**EXERCISE GOAL:** What lines of the data include the string "wooden"? Copy them all.

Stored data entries
--

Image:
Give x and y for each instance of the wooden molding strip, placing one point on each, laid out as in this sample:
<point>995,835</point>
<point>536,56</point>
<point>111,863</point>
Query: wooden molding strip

--

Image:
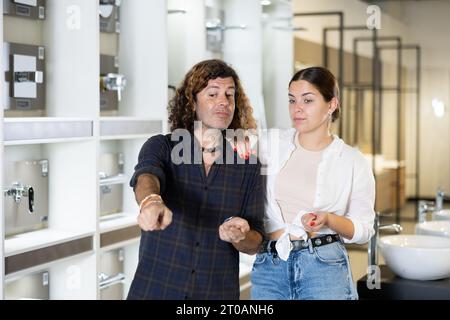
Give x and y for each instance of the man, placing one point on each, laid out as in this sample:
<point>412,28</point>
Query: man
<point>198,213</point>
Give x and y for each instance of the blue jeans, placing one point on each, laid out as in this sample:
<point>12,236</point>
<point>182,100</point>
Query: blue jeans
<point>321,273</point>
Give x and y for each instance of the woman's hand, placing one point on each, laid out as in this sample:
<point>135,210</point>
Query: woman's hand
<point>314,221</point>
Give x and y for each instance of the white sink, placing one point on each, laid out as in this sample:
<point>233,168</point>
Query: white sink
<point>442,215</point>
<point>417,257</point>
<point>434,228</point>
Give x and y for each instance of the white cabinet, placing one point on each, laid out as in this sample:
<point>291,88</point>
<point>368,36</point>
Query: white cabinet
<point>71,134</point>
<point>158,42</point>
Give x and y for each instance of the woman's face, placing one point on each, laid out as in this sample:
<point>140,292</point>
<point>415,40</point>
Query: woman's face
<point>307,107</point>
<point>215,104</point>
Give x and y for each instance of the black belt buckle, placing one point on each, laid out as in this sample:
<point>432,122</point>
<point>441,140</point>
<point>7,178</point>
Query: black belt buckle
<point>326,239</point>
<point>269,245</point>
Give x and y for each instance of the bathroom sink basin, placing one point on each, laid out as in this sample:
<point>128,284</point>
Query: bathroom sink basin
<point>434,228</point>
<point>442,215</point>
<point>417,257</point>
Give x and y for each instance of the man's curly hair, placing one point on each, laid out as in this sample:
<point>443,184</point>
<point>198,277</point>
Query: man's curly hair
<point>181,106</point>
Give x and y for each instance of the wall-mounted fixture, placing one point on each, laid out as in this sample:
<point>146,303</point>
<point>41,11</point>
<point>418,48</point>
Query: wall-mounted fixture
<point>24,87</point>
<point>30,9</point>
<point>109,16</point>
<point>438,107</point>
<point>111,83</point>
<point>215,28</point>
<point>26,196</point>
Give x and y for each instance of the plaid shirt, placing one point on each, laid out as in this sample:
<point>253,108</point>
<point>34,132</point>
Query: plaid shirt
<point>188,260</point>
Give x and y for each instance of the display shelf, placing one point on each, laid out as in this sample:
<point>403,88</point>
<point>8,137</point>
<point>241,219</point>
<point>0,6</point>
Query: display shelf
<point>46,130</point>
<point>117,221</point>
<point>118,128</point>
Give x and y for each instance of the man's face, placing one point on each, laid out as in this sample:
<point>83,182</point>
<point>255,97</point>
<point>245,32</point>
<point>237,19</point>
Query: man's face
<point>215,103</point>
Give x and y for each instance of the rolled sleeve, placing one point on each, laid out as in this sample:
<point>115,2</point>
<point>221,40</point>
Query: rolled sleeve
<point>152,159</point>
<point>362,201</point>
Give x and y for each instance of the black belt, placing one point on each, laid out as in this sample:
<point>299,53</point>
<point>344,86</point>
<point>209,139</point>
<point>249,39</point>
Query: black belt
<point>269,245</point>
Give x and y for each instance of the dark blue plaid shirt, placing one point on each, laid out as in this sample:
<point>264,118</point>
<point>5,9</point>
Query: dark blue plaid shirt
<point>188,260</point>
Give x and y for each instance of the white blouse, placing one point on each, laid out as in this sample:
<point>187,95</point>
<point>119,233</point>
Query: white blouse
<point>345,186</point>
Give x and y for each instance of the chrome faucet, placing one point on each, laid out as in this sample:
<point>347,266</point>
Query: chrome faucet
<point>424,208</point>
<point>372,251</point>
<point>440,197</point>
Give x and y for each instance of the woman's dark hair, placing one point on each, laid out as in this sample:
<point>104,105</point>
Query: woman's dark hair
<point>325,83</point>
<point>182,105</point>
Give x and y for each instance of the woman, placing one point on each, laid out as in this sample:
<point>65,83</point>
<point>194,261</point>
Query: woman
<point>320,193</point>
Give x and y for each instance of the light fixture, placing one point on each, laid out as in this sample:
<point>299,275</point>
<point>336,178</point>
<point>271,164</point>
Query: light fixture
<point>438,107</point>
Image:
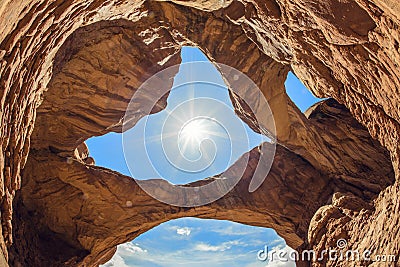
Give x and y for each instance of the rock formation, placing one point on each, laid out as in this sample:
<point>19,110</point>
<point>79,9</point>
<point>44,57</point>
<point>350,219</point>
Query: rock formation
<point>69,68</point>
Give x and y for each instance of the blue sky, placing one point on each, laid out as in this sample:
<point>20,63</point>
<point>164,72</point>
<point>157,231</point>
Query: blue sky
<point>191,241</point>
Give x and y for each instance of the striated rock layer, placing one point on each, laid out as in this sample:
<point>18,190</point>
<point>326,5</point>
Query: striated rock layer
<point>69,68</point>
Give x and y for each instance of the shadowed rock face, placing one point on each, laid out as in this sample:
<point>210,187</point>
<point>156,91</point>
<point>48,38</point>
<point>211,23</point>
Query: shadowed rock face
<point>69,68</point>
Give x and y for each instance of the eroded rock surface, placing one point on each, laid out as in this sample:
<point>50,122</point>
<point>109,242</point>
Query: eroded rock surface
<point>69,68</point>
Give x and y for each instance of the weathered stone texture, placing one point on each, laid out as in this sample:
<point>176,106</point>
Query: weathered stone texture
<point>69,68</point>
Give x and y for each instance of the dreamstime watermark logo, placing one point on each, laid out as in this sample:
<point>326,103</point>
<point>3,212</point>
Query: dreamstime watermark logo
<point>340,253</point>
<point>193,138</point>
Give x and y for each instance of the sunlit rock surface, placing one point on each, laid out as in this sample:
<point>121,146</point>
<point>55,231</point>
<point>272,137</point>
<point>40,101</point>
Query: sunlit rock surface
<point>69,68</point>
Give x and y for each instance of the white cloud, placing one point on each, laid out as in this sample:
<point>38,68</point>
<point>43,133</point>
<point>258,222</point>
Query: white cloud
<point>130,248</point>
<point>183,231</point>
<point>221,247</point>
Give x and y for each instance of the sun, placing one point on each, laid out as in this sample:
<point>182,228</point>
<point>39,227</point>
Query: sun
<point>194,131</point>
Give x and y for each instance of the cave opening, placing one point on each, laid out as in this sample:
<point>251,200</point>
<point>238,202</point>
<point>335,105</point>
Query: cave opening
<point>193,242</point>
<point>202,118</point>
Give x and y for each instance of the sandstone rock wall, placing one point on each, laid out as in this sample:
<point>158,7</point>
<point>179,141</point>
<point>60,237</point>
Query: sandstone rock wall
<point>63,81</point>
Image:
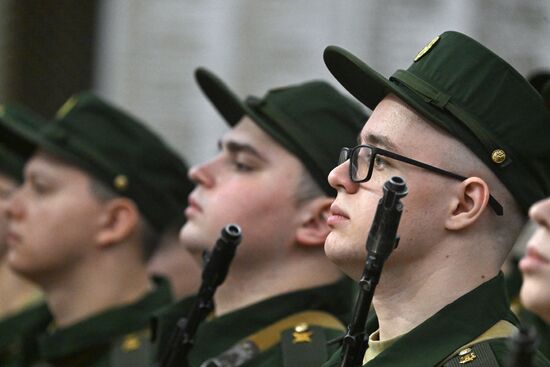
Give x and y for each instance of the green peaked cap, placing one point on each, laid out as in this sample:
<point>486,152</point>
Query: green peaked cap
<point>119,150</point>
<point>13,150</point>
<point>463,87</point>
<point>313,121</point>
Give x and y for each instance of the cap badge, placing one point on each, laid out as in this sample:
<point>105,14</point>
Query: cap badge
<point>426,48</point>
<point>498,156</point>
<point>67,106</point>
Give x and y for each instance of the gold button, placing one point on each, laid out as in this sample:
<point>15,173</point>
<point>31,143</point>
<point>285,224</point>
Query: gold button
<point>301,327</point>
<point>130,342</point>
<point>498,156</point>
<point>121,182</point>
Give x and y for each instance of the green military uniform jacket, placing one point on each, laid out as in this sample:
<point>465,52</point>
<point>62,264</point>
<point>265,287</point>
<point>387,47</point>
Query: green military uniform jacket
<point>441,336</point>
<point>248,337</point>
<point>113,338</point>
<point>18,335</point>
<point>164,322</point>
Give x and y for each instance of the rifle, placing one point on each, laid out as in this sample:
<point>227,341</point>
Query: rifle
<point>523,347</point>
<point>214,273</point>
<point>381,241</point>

--

**EXERCISE RESULT:**
Give x and y for each instance of the wooden molding strip, placing one point on each, laid out as in this sample:
Query: wooden molding strip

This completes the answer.